Dataset excerpts:
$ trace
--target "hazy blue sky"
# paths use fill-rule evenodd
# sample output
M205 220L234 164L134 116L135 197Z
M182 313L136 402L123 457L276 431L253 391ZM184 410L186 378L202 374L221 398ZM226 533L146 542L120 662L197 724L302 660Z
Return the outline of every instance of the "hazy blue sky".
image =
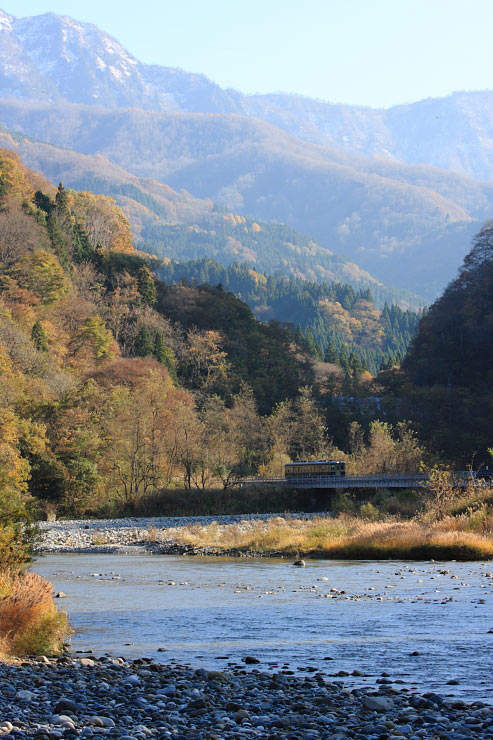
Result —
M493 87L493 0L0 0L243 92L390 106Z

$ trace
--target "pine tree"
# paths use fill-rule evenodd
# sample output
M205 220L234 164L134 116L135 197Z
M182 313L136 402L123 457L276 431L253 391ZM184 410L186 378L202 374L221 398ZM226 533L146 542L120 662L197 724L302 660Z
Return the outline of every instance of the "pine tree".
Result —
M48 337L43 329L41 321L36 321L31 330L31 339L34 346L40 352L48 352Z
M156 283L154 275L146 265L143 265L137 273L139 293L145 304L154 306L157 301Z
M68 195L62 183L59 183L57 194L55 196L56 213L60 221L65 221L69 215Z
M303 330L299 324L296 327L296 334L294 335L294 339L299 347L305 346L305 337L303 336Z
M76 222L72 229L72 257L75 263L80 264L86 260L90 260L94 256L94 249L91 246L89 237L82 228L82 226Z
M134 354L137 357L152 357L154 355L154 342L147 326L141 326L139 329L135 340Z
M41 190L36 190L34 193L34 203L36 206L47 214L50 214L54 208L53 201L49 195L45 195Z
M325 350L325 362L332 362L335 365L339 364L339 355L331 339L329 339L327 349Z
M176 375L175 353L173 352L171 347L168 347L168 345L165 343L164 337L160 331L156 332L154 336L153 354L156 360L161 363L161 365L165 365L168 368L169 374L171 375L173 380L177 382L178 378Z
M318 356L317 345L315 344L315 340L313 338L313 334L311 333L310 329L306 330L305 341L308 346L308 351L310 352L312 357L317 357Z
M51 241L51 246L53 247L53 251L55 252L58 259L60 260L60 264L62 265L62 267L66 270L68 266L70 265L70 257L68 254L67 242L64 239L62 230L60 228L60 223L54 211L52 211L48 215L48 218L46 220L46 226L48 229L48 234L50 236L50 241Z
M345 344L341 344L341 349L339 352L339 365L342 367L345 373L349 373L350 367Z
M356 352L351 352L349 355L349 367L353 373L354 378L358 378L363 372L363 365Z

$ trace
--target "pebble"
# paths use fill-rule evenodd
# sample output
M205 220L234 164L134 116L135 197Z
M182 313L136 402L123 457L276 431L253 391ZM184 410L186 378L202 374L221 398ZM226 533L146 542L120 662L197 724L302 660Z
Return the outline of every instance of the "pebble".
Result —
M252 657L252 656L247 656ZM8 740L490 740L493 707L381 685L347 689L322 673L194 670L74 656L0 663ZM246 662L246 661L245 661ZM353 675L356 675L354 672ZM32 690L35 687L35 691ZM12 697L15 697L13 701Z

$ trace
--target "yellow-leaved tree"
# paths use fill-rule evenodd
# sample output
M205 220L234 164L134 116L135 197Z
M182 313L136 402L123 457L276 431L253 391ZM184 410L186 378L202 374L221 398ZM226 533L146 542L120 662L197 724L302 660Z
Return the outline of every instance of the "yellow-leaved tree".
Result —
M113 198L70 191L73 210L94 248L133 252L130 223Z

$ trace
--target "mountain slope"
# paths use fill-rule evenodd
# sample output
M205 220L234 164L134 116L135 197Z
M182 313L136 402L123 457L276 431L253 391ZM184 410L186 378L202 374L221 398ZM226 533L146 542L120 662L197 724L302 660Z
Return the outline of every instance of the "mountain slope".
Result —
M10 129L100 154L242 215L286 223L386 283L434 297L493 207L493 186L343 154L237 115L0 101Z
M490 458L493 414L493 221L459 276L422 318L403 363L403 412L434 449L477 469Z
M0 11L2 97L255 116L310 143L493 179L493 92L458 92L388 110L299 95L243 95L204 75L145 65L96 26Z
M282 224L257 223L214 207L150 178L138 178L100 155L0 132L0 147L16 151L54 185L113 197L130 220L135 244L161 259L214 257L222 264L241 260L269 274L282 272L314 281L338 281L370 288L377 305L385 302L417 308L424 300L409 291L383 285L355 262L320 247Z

■ WHAT IS EXPECTED ■
Each record above must be retyped exactly, minus its pictures.

■ OUTPUT FOR THIS TASK ■
$ trace
--target "hazy blue sky"
# paths use fill-rule evenodd
# sample output
M205 220L234 164L134 116L135 197Z
M182 313L136 402L123 457L276 431L253 391ZM184 410L186 378L202 374L221 398ZM226 533L146 542L120 662L197 724L302 660Z
Return the outline of every instance of the "hazy blue sky".
image =
Result —
M493 87L493 0L0 0L243 92L390 106Z

$ trace
--target "pine tree"
# paths use fill-rule evenodd
# sample output
M205 220L234 164L134 116L135 197Z
M182 313L136 402L123 457L276 431L253 391ZM184 410L186 378L202 374L221 398ZM226 533L146 542L120 662L197 724L302 660Z
Return the outline of every instance of the "pine tree".
Result —
M48 337L43 329L41 321L36 321L31 330L31 339L34 346L40 352L48 352Z
M156 283L154 275L146 265L143 265L137 273L139 293L145 304L154 306L157 301Z
M68 195L62 183L59 183L57 194L55 196L56 213L60 221L65 221L69 215Z
M303 330L299 324L296 327L296 334L294 335L294 339L299 347L305 346L305 337L303 336Z
M76 222L72 229L72 257L75 263L80 264L86 260L90 260L94 256L94 249L91 246L89 237L82 228L82 226Z
M134 354L137 357L152 357L154 355L154 342L147 326L141 326L139 329L135 340Z
M41 190L36 190L34 193L34 203L36 206L47 214L50 214L54 208L53 201L49 195L45 195Z
M325 350L325 362L332 362L335 365L339 364L339 355L331 339L329 339L327 349Z
M176 375L175 353L173 352L171 347L168 347L168 345L165 343L164 337L160 331L156 332L154 336L153 354L156 360L161 363L161 365L165 365L168 368L169 374L171 375L173 380L177 382L178 378Z
M318 356L317 345L315 344L315 340L313 338L313 334L311 333L310 329L306 330L305 341L308 346L308 351L310 352L312 357L317 357Z
M51 241L51 246L53 247L53 251L55 252L58 259L60 260L60 264L62 265L62 267L66 270L68 266L70 265L70 257L68 254L67 242L64 239L62 230L60 228L60 223L54 211L52 211L48 215L48 218L46 220L46 226L48 229L48 234L50 236L50 241Z
M345 344L341 344L341 349L339 352L339 365L342 367L345 373L349 373L350 367Z
M356 352L351 352L349 355L349 367L353 373L354 378L358 378L363 372L363 365Z

$ trace
--target "pebble"
# paths use fill-rule evenodd
# sample output
M205 220L234 164L134 116L135 197Z
M182 313L136 402L123 457L276 431L253 391ZM184 410L186 378L202 374L221 398ZM226 533L146 542L120 662L197 724L302 660Z
Return the outline of every instance of the "pebble".
Result —
M252 657L252 656L247 656ZM8 740L490 740L493 707L381 685L347 689L322 673L194 670L74 656L0 663ZM246 662L246 661L245 661ZM353 675L356 675L354 672ZM32 690L35 687L35 691ZM12 697L15 697L13 701Z

$ trace
--target "yellow-leaved tree"
# paths use fill-rule evenodd
# sample output
M205 220L234 164L134 116L135 197Z
M182 313L136 402L123 457L276 431L253 391ZM184 410L186 378L202 374L221 398ZM226 533L146 542L120 662L197 724L302 660Z
Return the outline of every instance of the "yellow-leaved tree".
Result —
M113 198L70 191L73 210L94 248L133 252L130 223Z

$ trace
--target "mountain slope"
# paths use fill-rule evenodd
# sample output
M205 220L234 164L134 116L135 197Z
M182 313L136 402L123 457L276 431L253 391ZM184 410L186 378L202 374L221 398ZM226 533L146 542L120 662L197 724L302 660Z
Return the outline of every instance of the "mountain slope".
Result —
M10 129L100 154L242 215L286 223L386 283L434 297L493 207L493 186L343 154L237 115L0 101Z
M490 458L493 414L493 221L459 276L422 318L403 363L403 412L434 449L477 469Z
M0 11L2 97L255 116L310 143L493 179L493 92L458 92L388 110L299 95L243 95L204 75L145 65L96 26Z
M282 224L257 223L214 207L150 178L138 178L100 155L0 132L0 147L16 151L54 185L113 197L130 220L135 244L161 259L214 257L222 264L241 260L269 274L282 272L314 281L338 281L370 288L377 305L385 302L417 308L424 300L409 291L383 285L355 262L320 247Z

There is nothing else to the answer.